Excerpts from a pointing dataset
☆ ☆ ☆ ☆

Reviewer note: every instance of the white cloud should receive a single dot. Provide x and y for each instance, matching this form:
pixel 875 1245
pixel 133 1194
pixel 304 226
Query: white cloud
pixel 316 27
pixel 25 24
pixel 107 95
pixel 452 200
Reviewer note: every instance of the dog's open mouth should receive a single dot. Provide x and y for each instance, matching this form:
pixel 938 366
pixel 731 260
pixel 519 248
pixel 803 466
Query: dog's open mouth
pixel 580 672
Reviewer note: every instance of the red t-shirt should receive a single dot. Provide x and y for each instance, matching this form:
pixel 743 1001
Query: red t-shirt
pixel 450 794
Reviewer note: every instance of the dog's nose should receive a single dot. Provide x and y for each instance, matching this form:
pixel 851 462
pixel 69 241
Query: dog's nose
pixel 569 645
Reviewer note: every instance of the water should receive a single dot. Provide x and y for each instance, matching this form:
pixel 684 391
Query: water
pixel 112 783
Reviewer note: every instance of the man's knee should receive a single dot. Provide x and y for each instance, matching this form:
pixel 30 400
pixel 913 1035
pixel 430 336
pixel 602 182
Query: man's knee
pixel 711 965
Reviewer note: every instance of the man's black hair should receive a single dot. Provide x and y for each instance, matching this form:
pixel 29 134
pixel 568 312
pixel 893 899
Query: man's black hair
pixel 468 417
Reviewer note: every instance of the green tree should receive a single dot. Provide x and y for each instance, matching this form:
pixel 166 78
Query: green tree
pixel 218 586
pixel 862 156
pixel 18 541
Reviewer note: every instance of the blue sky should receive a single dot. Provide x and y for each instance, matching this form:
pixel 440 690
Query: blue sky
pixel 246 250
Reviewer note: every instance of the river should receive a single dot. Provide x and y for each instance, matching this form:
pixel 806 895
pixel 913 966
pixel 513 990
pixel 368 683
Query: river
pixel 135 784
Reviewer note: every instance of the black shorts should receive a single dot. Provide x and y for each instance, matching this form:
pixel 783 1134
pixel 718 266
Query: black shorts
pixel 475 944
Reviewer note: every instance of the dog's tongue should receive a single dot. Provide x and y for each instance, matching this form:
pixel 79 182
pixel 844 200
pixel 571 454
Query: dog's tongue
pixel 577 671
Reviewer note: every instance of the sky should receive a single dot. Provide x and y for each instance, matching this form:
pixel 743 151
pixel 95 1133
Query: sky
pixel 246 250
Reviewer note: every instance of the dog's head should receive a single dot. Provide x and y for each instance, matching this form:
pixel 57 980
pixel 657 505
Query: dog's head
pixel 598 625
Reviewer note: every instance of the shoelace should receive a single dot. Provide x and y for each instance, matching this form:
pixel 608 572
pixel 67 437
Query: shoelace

☆ ☆ ☆ ☆

Update the records above by replacing "Reviewer note" with "Annotator note" wherever it appears, leaving everything else the same.

Annotator note: every instance of the white cloud should receive a single dot. Provide x and y for each instance, matching this form:
pixel 875 1245
pixel 133 1194
pixel 304 226
Query: white cloud
pixel 316 27
pixel 25 24
pixel 107 95
pixel 452 200
Annotator note: every instance of the dog's open mouth should receive a single dot. Provide x and y for each instance, matching this form:
pixel 938 366
pixel 731 260
pixel 519 248
pixel 803 466
Query: dog's open mouth
pixel 580 672
Annotator note: every instance of the red t-shirt should receive a single dot. Provide x and y for each instance, matching this form:
pixel 743 1001
Query: red t-shirt
pixel 450 794
Annotator note: every instance of the dog's nose should receive a single dot. Provide x and y for each instance, matching this form:
pixel 851 462
pixel 69 241
Query: dog's nose
pixel 569 645
Annotator note: every instance of the water should receive a single dot. Provide x and y for each instance, matching this form:
pixel 684 391
Query: water
pixel 112 783
Annotator note: every instance of the man's knee should receive a single dot. Provide x and y for each instance, matching this form:
pixel 30 400
pixel 913 1035
pixel 430 336
pixel 602 182
Query: man's knee
pixel 711 965
Annotator note: every instance of the man's black hair should receive a single dot. Provide x and y for each instance, matching this form:
pixel 29 134
pixel 568 312
pixel 893 899
Query: man's black hair
pixel 468 417
Annotator note: every instance of the green tree should receive a single dot. Provide x and y for each instance, matching this form:
pixel 166 78
Query: green tree
pixel 218 586
pixel 862 156
pixel 18 541
Annotator note: every instance of the blue sky should receive a single dot. Provide x and y for each instance, matching this form:
pixel 440 690
Query: blue sky
pixel 246 250
Annotator note: every instance of the river should receive a single dot. Provide x and y for each instance, matching this form:
pixel 806 895
pixel 913 966
pixel 513 990
pixel 368 683
Query: river
pixel 135 784
Annotator note: every instance of the black shorts should receive a single dot. Provide x and y for each instance, matching this form:
pixel 783 1134
pixel 718 266
Query: black shorts
pixel 475 944
Annotator note: every instance of the dog's tongue should receive a single dot. Provide x and y for each instance, matching this form:
pixel 79 182
pixel 844 200
pixel 571 454
Query: dog's tongue
pixel 577 671
Annotator note: every instance of the sky should receive a single dot. Provide x and y for each instance, matching this form:
pixel 743 151
pixel 95 1133
Query: sky
pixel 246 250
Annotator note: every instance of the dog's head should receive a single dot. Provide x and y for each instance, matching this form:
pixel 57 980
pixel 657 505
Query: dog's head
pixel 598 625
Annotator note: every instance of the shoelace should receive a single dot. Provide x and y for each instance, matching this form:
pixel 608 572
pixel 67 437
Query: shoelace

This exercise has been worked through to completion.